_TASK TO COMPLETE_. Turn each line of the records below into an item of a numbered list, leaving out any blank lines.

----- DATA RECORDS

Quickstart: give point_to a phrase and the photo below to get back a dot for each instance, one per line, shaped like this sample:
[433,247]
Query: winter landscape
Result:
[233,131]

----------

_SOLUTION TO THIS EXERCISE_.
1. Quickstart: give point_to a phrase and the photo below to get back a dot for each instance, one per line, shaped like this sample:
2. [433,247]
3. Query: winter landscape
4. Result:
5. [233,131]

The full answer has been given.